[WHAT IS ASKED]: Copy all of the records below word for word, leaving the pictures out of your answer.

[RECORDS SHOWN]:
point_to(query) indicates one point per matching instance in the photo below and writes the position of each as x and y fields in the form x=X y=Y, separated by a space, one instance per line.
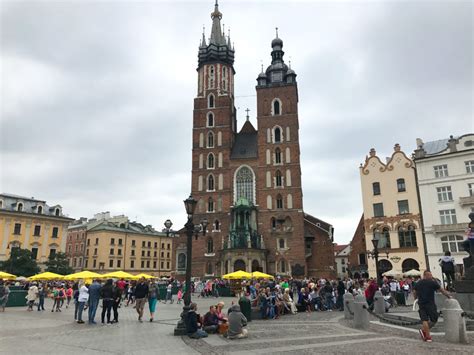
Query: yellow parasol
x=6 y=276
x=119 y=275
x=83 y=275
x=145 y=276
x=237 y=275
x=46 y=276
x=261 y=275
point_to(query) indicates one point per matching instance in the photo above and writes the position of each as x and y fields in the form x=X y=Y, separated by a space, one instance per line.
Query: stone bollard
x=361 y=315
x=454 y=322
x=348 y=305
x=379 y=303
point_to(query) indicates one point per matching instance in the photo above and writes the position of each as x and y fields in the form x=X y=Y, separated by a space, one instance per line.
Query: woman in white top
x=82 y=299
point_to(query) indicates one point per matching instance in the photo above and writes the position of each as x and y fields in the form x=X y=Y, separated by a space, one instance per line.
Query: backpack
x=447 y=266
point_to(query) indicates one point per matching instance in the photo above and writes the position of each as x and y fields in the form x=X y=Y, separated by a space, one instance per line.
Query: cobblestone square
x=315 y=333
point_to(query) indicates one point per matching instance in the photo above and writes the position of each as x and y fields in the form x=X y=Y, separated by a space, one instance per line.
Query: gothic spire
x=216 y=33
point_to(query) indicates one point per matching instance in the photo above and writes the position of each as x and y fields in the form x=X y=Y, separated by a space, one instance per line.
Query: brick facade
x=248 y=183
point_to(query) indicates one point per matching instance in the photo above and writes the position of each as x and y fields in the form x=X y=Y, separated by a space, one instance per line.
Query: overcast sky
x=97 y=96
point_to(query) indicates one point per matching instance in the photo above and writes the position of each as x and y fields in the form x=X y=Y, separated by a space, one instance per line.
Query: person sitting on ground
x=211 y=321
x=289 y=301
x=193 y=323
x=220 y=314
x=236 y=323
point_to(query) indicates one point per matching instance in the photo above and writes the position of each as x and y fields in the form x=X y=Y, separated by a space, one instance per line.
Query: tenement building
x=77 y=234
x=248 y=182
x=130 y=246
x=391 y=213
x=445 y=170
x=31 y=224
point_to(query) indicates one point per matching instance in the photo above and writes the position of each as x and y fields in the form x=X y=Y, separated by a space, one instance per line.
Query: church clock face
x=277 y=76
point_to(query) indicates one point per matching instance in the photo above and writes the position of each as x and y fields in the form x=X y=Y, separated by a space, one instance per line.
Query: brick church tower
x=248 y=183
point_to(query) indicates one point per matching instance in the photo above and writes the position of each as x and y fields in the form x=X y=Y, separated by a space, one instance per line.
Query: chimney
x=452 y=144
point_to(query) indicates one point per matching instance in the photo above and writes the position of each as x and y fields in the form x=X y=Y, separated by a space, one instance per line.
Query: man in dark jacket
x=193 y=323
x=211 y=321
x=236 y=323
x=141 y=295
x=94 y=296
x=107 y=294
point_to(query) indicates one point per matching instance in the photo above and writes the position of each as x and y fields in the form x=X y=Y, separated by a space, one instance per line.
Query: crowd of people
x=271 y=299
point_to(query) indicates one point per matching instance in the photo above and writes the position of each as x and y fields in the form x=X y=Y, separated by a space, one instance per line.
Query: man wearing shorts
x=424 y=292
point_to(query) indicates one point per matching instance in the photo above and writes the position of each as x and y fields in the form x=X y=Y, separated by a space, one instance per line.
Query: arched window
x=210 y=119
x=224 y=78
x=278 y=179
x=277 y=135
x=401 y=185
x=181 y=261
x=279 y=200
x=211 y=76
x=244 y=184
x=407 y=236
x=209 y=268
x=210 y=140
x=384 y=266
x=281 y=243
x=210 y=161
x=282 y=266
x=210 y=101
x=278 y=156
x=210 y=205
x=383 y=237
x=210 y=183
x=452 y=243
x=410 y=264
x=276 y=107
x=210 y=246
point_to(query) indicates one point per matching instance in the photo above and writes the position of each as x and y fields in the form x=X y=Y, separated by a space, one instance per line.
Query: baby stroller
x=389 y=302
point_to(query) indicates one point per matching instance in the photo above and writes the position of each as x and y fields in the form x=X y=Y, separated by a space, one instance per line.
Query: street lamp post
x=191 y=229
x=374 y=254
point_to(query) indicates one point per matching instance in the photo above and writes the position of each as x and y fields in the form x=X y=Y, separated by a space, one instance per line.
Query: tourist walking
x=117 y=293
x=152 y=299
x=94 y=296
x=32 y=295
x=107 y=294
x=169 y=293
x=141 y=294
x=82 y=299
x=42 y=292
x=4 y=293
x=424 y=292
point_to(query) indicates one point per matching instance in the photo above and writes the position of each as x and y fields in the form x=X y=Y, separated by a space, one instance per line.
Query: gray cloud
x=97 y=96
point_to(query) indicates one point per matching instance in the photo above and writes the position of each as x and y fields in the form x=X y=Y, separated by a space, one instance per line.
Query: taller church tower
x=214 y=128
x=248 y=182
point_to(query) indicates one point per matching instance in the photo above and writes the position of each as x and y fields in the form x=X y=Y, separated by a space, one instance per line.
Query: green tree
x=20 y=263
x=59 y=263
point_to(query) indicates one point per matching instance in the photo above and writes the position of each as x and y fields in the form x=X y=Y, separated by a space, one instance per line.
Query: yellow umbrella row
x=238 y=275
x=6 y=276
x=46 y=276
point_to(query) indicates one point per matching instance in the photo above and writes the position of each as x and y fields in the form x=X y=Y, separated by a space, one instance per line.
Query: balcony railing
x=443 y=228
x=465 y=201
x=243 y=240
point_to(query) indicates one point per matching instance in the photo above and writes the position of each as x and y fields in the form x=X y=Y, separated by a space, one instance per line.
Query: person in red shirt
x=370 y=292
x=68 y=295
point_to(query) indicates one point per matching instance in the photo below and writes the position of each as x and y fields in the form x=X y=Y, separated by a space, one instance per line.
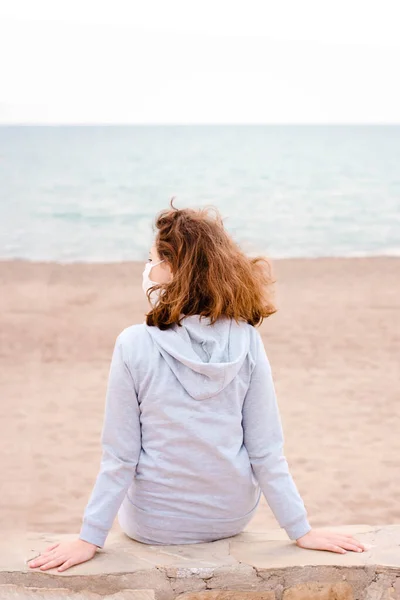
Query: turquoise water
x=90 y=193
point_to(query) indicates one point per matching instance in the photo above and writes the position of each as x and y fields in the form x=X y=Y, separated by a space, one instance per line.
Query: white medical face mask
x=148 y=283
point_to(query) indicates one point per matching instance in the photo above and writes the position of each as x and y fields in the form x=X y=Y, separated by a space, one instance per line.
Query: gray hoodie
x=191 y=436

[FINISHED EXERCISE]:
point_to(query) indicates one point per matching instance in the photo below and writes the position of each as x and y fields in the form x=X y=Y, separated by a space, one instance per line.
Query: yellow parasol
x=6 y=276
x=119 y=275
x=83 y=275
x=145 y=276
x=237 y=275
x=46 y=276
x=261 y=275
point_to(query) indicates one point per matching instance in the photo above and writes the position of each as x and y fields in the form x=X y=Y, separated by a space, one instance per line.
Query: stone bollard
x=361 y=315
x=454 y=322
x=348 y=305
x=379 y=303
point_to(query) indicates one point per matching instance in the photo above and writes the position of each as x and y fields in the form x=X y=Y, separated by a space, one instance per line.
Query: woman in white top
x=82 y=299
point_to(query) indicates one point per matching instance in the photo above and writes the position of each as x and y fields in the form x=X y=Y, separated by a space, one instance per line.
Query: backpack
x=447 y=266
point_to(query) indicates one point per matching instance in the photo above and writes the position of each as x and y fields in the form x=X y=Y, separated by a space, one instance per line.
Query: cobblestone square
x=315 y=333
point_to(query) indicates one point per matching instance in the photo above and writes the position of each as x and y fields in the form x=X y=Y, separated by a space, one instance per line.
Query: gothic spire
x=216 y=33
point_to(query) indicates one point per matching instance in the photo above and writes the position of each as x and y fields in the form x=X y=Y, separated by a space, one instance per line.
Query: brick facade
x=248 y=183
point_to(query) indicates one point per matching instance in the photo above and writes the position of each as x and y fields in the form x=X y=Y, separated by a space, one instance per line.
Query: overcast sky
x=97 y=96
point_to(query) indicates one point per matching instance in the photo above and writes the position of each as x and y fields in the form x=X y=Y, separated by a space, one instance per line.
Query: person sitting on ground
x=211 y=321
x=289 y=301
x=193 y=323
x=220 y=314
x=236 y=323
point_to(query) indicates one point per matching instance in the photo above and writes the position of each as x and y fields in the form x=X y=Y, separated by a space, one instance per line.
Query: tenement building
x=77 y=234
x=248 y=182
x=130 y=246
x=391 y=213
x=445 y=170
x=31 y=224
point_to(query) indicates one point per matching instance in the photo above and writes the position of each as x and y fields in the form x=X y=Y, separated by a space, one instance per line.
Query: church clock face
x=277 y=76
point_to(query) indicates one point per matching instance in the photo above and writes the position of each as x and y fields in the form x=X y=Y, separated by a space, one instance per line.
Query: brick church tower
x=248 y=183
point_to(query) indicates one point per matching instance in the photo above and writes the position of each as x and y fields in the form x=X y=Y, separated by a space, one instance per line.
Query: chimney
x=452 y=144
point_to(query) indicates one point per matching instance in the photo above and writes the position of each as x and y fields in the form x=X y=Y, separated by a space, one instance per line.
Query: man in dark jacket
x=193 y=323
x=211 y=321
x=236 y=323
x=141 y=295
x=94 y=296
x=107 y=294
point_to(query) indicates one point per matching instance in the photo above and writes the position of each as x and y fields in the form x=X y=Y, separated by a space, one instance per line.
Query: crowd of people
x=271 y=299
point_to(query) indicates one point per matching instance in the photo above and writes the position of each as x and y fields in the form x=X y=Y, separated by a space, one instance per line.
Query: man wearing shorts
x=424 y=292
point_to(query) indicates one point per matching instance in the photo above and writes the position of each as x and y fields in the form x=X y=Y, separated by a space, one instance per line.
Query: arched window
x=210 y=119
x=224 y=78
x=278 y=179
x=277 y=135
x=401 y=185
x=181 y=261
x=279 y=200
x=211 y=76
x=244 y=184
x=407 y=236
x=209 y=268
x=210 y=140
x=384 y=266
x=281 y=243
x=210 y=161
x=282 y=266
x=210 y=101
x=278 y=156
x=210 y=205
x=383 y=237
x=210 y=183
x=452 y=243
x=410 y=264
x=276 y=107
x=210 y=246
point_to(query) indicates one point per matching instance in the photo above and writes the position of each as x and y fields in the form x=X y=Y, separated by a space, one instance per line.
Query: baby stroller
x=389 y=302
point_to(query) indicates one point per matching instance in the photo above and writes the position of each as x and y fields in the form x=X y=Y, separated by a space, one instance per line.
Query: street lamp post
x=191 y=229
x=374 y=254
point_to(query) indicates one point per matching instance in the photo above and writes the position of each as x and y fields in the form x=X y=Y, separated by a space, one instance per line.
Query: tourist walking
x=117 y=293
x=152 y=299
x=94 y=296
x=32 y=295
x=107 y=294
x=169 y=293
x=141 y=294
x=82 y=299
x=42 y=292
x=4 y=293
x=424 y=292
point_to(query) indicates one point per matching instance in the photo above and writes the position of each as x and y fields in the form x=X y=Y, separated by a space, one instance per line.
Query: gray cloud
x=97 y=96
point_to(query) indicates one point per matching instance in the photo above and writes the position of each as x and y fields in the form x=X y=Y, separated by a space, one instance per line.
Query: taller church tower
x=214 y=128
x=248 y=182
point_to(query) indicates one point per matching instance in the photo above and writes the position of each as x and y fields in the form x=X y=Y, separated by a space, one instance per line.
Query: green tree
x=20 y=263
x=59 y=263
point_to(query) indicates one point per matching instance in the photo above and writes the position of each as x and y fields in the form x=X y=Y, separated by a space, one instance per line.
Query: yellow umbrella row
x=238 y=275
x=6 y=276
x=46 y=276
point_to(query) indicates one point per matching instance in the photo above and writes the position of each as x and y fields in the form x=X y=Y, separated by a space, one instance per line.
Query: balcony railing
x=443 y=228
x=465 y=201
x=243 y=240
point_to(query) indicates one point per matching instance in the photo above and writes the position of each as x and y fields in the form x=X y=Y, separated by a space, one instance per line.
Query: person in red shirt
x=370 y=292
x=68 y=295
point_to(query) indicates one point per matching instance in the photo below and writes the position of each as x and y fields in the form x=X y=Y, separated by a space, one instance per line.
Query: turquoise water
x=90 y=193
point_to(query) indicates one point per matching instance in the photo above and writes the position of each as x and y fields in the form x=X y=Y, separated by a space, one instance per line.
Query: white medical face mask
x=148 y=283
point_to(query) indicates one point per matching instance in the photo above and writes the position of each as x and y fields in the form x=X y=Y, separated by a space, one instance per line.
Query: gray hoodie
x=191 y=436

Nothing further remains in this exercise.